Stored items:
════
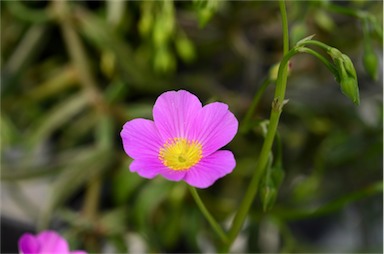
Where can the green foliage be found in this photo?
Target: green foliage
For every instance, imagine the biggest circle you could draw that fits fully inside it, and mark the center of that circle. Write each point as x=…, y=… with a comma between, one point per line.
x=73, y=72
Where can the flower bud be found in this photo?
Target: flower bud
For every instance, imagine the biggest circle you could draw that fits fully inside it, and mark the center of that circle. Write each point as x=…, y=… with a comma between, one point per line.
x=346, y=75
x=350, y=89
════
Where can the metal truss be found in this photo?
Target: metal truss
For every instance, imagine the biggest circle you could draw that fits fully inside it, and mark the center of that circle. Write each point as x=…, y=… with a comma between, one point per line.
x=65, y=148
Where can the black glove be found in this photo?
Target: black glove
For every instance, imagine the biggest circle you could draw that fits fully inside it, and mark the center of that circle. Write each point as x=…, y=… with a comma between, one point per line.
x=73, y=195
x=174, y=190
════
Please count the lines in the data that include the word "foliage" and report the number by itself.

2